» The tasks
[1] Answer these questions from the case summary below:
(a) How long was the sentence the Eleventh Circuit affirmed?
(b) In which database did the defendant find national averages and medians?
(c) Which precedent supplied the principle that a disparity claim "assumes that apples are being compared to apples"?
[2] Write out the part of the case summary below that starts with "- United States v. Pugh, 515" and goes on through "this tripartite lens.". Keep it word for word.

Generic National Sentencing Statistics Do Not Prove “Unwarranted Disparity” Without Apples-to-Apples Comparability
Introduction
In United States v. Oscar Pena-Sanregre (11th Cir. Jan. 9, 2026) (per curiam) (unpublished), the Eleventh Circuit affirmed a 46-month within-Guidelines sentence for methamphetamine distribution and possession with intent to distribute under 21 U.S.C. § 841(a)(1) and (b)(1)(B)(viii). The defendant—Oscar Pena-Sanregre—argued the sentence was substantively unreasonable because the district court (1) gave insufficient weight to mitigation (mental health and financial hardship) and (2) created an unwarranted sentencing disparity by declining to vary downward to align with national averages/medians he located in the Judiciary Sentencing Information database.
The central issues were (a) the scope of deference owed to a district court’s weighing of 18 U.S.C. § 3553(a) factors on substantive-reasonableness review, and (b) what a defendant must show to establish an “unwarranted disparity” under § 3553(a)(6) when relying on generalized national sentencing statistics.
Summary of the Opinion
The Eleventh Circuit held the sentence was substantively reasonable. The district court: (1) considered the defendant’s mitigation evidence, but found it not extraordinary; (2) emphasized the seriousness and circumstances of the offense—multiple meth sales over months, high purity meth, and additional drugs stored at home where family lived; and (3) rejected the claimed disparity because the defendant’s statistics did not account for transaction-specific circumstances, failing the “apples to apples” requirement for § 3553(a)(6) comparisons.
The panel stressed that disagreement with how the district court weighed factors does not establish abuse of discretion, particularly where the court acknowledged it considered the § 3553(a) factors and the defendant’s arguments and imposed a sentence at the bottom of the advisory range (46–57 months).
Analysis
Precedents Cited
- Gall v. United States, 552 U.S. 38 (2007): Provided the governing standard—substantive-reasonableness review considers the totality of circumstances under a deferential abuse-of-discretion framework. The panel used Gall to anchor deference to the sentencing court’s judgment, especially for within-Guidelines sentences.
- United States v. Pugh, 515 F.3d 1179 (11th Cir. 2008): Reinforced the “considerable discretion” district courts possess in sentencing. Here, it supported the idea that a defendant must show more than a plausible alternative weighing of factors.
- United States v. Irey, 612 F.3d 1160 (11th Cir. 2010): Supplied the Eleventh Circuit’s articulation of abuse-of-discretion errors in sentencing: failing to consider important factors, giving weight to improper factors, or making a clear error of judgment in balancing proper factors. The panel evaluated the district court’s decision through this tripartite lens.
- United States v. Docampo, 573 F.3d 1091 (11th Cir. 2009): The key comparator principle: a disparity claim “assumes that apples are being compared to apples.” The opinion relied on Docampo to reject generic data that does not establish defendants are similarly situated.

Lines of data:
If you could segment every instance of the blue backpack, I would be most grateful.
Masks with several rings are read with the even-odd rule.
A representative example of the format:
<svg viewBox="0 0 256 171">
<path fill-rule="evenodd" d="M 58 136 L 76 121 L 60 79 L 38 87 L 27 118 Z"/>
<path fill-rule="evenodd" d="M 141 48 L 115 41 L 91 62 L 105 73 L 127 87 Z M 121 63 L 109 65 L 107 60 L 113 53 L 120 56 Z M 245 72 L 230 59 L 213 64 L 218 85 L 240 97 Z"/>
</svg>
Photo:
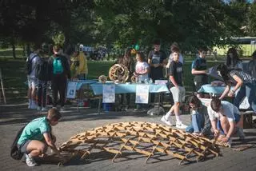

» Responses
[1]
(a) 46 months
(b) The Judiciary Sentencing Information database
(c) United States v. Docampo, 573 F.3d 1091 (11th Cir. 2009)

[2]
- United States v. Pugh, 515 F.3d 1179 (11th Cir. 2008): Reinforced the “considerable discretion” district courts possess in sentencing. Here, it supported the idea that a defendant must show more than a plausible alternative weighing of factors.
- United States v. Irey, 612 F.3d 1160 (11th Cir. 2010): Supplied the Eleventh Circuit’s articulation of abuse-of-discretion errors in sentencing: failing to consider important factors, giving weight to improper factors, or making a clear error of judgment in balancing proper factors. The panel evaluated the district court’s decision through this tripartite lens.